• [Task requirements]
Locate the line that contains "Task: spot one point per instance of the red puffer". Print it and each following line through the end of the listing, verbatim, and nothing more.

• [Records for the exercise]
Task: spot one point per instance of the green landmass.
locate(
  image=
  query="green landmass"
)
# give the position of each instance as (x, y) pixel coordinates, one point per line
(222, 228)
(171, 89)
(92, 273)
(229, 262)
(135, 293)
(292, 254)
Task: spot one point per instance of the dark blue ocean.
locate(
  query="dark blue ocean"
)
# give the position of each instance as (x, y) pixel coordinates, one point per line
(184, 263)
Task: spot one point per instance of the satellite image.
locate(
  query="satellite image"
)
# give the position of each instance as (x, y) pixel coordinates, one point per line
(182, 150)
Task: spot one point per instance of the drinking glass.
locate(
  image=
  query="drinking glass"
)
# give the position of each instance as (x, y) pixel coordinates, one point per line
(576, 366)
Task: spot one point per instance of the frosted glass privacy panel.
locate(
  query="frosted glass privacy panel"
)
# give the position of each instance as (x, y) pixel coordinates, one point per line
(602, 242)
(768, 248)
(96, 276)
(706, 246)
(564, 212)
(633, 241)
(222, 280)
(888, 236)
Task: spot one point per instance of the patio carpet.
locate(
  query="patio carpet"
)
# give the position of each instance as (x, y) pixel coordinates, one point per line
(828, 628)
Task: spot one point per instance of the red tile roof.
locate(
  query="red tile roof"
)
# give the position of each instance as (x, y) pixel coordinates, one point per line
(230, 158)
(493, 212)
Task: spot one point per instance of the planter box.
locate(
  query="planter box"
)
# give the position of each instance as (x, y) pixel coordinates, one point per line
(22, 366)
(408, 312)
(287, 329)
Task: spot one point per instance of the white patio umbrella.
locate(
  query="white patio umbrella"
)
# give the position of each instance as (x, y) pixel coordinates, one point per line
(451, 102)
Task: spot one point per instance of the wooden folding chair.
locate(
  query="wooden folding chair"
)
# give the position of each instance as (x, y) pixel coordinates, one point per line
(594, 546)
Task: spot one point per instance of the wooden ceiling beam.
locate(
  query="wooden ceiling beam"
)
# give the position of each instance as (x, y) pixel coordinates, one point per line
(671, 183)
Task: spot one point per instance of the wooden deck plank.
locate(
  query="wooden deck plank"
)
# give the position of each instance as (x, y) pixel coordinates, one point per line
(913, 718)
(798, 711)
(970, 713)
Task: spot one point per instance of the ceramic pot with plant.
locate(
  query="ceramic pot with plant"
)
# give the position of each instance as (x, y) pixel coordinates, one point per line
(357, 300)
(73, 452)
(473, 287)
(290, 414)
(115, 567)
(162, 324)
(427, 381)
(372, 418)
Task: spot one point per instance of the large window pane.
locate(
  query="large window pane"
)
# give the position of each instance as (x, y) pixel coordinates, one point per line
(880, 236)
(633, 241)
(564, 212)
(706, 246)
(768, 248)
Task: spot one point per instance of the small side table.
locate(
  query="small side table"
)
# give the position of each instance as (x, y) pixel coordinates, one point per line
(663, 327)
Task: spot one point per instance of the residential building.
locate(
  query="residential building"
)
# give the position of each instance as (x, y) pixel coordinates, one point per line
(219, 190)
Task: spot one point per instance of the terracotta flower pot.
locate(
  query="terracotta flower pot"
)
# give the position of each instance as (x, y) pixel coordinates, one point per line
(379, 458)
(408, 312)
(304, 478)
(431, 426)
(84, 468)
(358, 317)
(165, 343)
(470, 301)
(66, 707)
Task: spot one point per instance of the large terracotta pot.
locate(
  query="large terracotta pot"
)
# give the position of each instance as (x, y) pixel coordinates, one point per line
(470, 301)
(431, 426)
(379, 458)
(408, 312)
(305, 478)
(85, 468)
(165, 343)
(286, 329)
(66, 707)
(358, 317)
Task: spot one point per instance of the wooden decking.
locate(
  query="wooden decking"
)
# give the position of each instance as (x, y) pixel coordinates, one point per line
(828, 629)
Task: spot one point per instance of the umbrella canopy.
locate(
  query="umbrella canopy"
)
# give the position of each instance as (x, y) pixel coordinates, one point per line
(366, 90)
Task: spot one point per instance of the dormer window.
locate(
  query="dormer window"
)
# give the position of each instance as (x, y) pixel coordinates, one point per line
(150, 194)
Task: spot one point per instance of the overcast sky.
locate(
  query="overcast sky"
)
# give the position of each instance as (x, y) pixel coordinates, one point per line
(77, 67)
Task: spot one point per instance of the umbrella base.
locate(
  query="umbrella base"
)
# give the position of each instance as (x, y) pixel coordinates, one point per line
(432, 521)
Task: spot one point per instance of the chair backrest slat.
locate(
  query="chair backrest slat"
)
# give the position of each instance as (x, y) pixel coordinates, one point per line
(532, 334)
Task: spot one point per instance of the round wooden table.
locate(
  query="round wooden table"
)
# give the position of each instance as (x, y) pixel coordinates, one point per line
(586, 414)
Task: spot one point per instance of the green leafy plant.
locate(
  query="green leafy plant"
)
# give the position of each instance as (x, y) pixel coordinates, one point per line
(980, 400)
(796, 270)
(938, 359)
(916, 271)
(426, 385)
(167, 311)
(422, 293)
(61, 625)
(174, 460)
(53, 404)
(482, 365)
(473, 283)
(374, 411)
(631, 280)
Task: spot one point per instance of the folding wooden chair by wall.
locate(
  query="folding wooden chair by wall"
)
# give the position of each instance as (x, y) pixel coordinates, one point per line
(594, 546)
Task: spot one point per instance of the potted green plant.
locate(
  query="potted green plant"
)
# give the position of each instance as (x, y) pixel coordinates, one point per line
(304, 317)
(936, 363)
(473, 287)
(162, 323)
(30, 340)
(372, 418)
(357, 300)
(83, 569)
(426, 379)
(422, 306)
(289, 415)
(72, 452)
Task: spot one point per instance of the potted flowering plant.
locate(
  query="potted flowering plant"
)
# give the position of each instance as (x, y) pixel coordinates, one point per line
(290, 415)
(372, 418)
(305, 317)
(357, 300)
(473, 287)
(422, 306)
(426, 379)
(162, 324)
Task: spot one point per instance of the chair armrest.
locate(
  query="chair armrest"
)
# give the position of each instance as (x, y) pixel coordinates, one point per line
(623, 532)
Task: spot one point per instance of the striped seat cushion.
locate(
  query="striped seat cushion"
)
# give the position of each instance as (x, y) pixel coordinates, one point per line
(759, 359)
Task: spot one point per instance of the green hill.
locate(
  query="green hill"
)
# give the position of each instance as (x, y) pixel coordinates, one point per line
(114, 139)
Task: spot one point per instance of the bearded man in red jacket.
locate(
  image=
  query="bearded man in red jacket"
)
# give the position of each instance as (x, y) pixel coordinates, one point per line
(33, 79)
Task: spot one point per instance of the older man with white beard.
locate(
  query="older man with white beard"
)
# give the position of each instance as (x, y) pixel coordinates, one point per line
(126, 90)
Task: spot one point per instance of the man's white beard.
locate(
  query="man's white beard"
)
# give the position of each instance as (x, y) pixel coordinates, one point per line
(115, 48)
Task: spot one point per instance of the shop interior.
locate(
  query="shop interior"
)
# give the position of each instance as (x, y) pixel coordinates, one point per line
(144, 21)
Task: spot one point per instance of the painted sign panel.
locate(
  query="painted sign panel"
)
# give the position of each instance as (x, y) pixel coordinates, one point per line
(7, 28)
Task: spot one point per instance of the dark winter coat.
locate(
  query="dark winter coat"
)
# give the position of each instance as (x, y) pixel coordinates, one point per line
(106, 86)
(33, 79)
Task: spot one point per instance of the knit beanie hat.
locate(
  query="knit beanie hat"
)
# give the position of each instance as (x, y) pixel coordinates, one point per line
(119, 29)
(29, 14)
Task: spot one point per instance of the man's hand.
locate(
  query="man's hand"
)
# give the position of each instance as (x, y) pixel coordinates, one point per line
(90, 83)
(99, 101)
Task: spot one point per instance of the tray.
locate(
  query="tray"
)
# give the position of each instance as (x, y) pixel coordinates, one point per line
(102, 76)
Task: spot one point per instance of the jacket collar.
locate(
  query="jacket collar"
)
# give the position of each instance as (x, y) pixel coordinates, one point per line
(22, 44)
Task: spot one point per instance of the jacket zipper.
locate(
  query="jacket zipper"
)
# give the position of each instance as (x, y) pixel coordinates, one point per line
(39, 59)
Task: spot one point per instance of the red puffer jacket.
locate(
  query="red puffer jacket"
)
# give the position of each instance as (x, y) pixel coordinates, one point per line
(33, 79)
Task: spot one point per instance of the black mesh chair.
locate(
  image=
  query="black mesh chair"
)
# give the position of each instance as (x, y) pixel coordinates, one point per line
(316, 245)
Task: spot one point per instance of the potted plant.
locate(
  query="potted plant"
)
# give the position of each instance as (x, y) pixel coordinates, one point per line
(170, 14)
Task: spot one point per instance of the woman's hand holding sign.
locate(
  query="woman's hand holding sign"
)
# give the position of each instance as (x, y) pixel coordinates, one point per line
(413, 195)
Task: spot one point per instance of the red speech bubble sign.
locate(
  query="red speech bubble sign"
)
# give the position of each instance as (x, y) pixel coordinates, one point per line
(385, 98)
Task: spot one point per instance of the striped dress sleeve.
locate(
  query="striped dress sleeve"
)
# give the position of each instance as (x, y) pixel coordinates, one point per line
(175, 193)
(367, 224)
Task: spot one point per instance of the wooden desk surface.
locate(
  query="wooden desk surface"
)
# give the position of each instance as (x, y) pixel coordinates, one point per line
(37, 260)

• [Output below]
Task: spot one point per instance of the red puffer jacket.
locate(
  query="red puffer jacket"
)
# give the position of each instance as (x, y) pixel coordinates, one point per line
(33, 79)
Task: spot one point per instance of the black mesh chair.
locate(
  image=
  query="black mesh chair"
)
# give the position of each instance as (x, y) pixel coordinates, one point per line
(316, 245)
Task: spot one point per instance of the potted plant.
locate(
  query="potted plant"
)
# give the position of each instance as (x, y) pixel coordinates, one point per line
(170, 14)
Task: spot one point per instance of the woman's hand holding sign.
locate(
  query="woman's hand holding sign"
)
# give the position of each instance as (x, y) pixel coordinates, one point per line
(413, 195)
Task: spot one point per instance of the red speech bubble sign.
locate(
  query="red speech bubble sign"
)
# give the position of each instance as (x, y) pixel coordinates, one point per line
(385, 98)
Task: spot one point per instance of the striped dress sleeve.
locate(
  query="striped dress sleeve"
)
# give the position of each instance as (x, y) pixel coordinates, one point per line
(175, 193)
(367, 224)
Task: spot one point per instance of the wooden desk surface.
locate(
  query="wooden desk surface"
)
# give the position of each instance as (x, y) pixel coordinates, one point per line
(37, 260)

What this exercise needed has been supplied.